[Stored data entries]
■ ■ ■
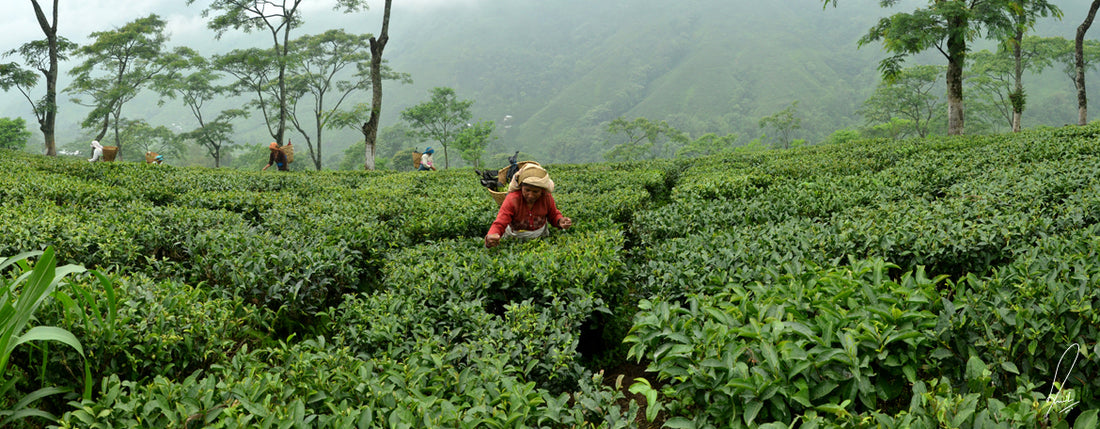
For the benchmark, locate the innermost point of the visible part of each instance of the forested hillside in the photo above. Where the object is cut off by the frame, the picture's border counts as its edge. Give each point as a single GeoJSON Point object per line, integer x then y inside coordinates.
{"type": "Point", "coordinates": [942, 282]}
{"type": "Point", "coordinates": [552, 75]}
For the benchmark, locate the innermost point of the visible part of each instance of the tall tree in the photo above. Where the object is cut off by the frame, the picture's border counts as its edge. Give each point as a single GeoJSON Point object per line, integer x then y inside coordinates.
{"type": "Point", "coordinates": [439, 119]}
{"type": "Point", "coordinates": [1065, 54]}
{"type": "Point", "coordinates": [370, 128]}
{"type": "Point", "coordinates": [784, 122]}
{"type": "Point", "coordinates": [278, 19]}
{"type": "Point", "coordinates": [996, 77]}
{"type": "Point", "coordinates": [1023, 14]}
{"type": "Point", "coordinates": [118, 64]}
{"type": "Point", "coordinates": [193, 79]}
{"type": "Point", "coordinates": [256, 72]}
{"type": "Point", "coordinates": [320, 61]}
{"type": "Point", "coordinates": [44, 59]}
{"type": "Point", "coordinates": [13, 133]}
{"type": "Point", "coordinates": [472, 141]}
{"type": "Point", "coordinates": [914, 96]}
{"type": "Point", "coordinates": [1082, 100]}
{"type": "Point", "coordinates": [948, 25]}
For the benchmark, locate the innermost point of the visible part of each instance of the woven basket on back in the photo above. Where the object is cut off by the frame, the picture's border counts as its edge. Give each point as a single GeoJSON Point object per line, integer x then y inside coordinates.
■ ■ ■
» YOUR TASK: Rewrite every line of the items above as a numbered list, skipping any blank lines. Leave the pictures out of your answer.

» SOLUTION BELOW:
1. For the benchmark, locate the innermost point of the visible part of each instance of the forested hillside in the photo above. Where the object is cut off by the frame, the picture's border counts as its edge. Give each point as a single GeoJSON Point object per line, integer x then y inside coordinates.
2. {"type": "Point", "coordinates": [942, 282]}
3. {"type": "Point", "coordinates": [552, 75]}
4. For the benchmark, locate the innermost point of the visible part of each instance of the tall tree in the photo above. Where the object is cut off by the frame, the picture's border counts as its edge. Give each point as a single GeoJSON Point object per line, integer x then y inside coordinates.
5. {"type": "Point", "coordinates": [439, 119]}
6. {"type": "Point", "coordinates": [1065, 54]}
7. {"type": "Point", "coordinates": [370, 128]}
8. {"type": "Point", "coordinates": [784, 122]}
9. {"type": "Point", "coordinates": [278, 19]}
10. {"type": "Point", "coordinates": [996, 77]}
11. {"type": "Point", "coordinates": [1023, 14]}
12. {"type": "Point", "coordinates": [118, 64]}
13. {"type": "Point", "coordinates": [193, 79]}
14. {"type": "Point", "coordinates": [256, 72]}
15. {"type": "Point", "coordinates": [320, 61]}
16. {"type": "Point", "coordinates": [44, 59]}
17. {"type": "Point", "coordinates": [13, 133]}
18. {"type": "Point", "coordinates": [472, 141]}
19. {"type": "Point", "coordinates": [914, 96]}
20. {"type": "Point", "coordinates": [1082, 100]}
21. {"type": "Point", "coordinates": [948, 25]}
22. For the benchmark, locate the innermost point of the visible part of each instance of the woven basket on back in the photo above. Where the object is cut off by the frame, the picture's border counts as its edge. Give each point as a single GeoJSON Point object per line, integer x then y inside coordinates.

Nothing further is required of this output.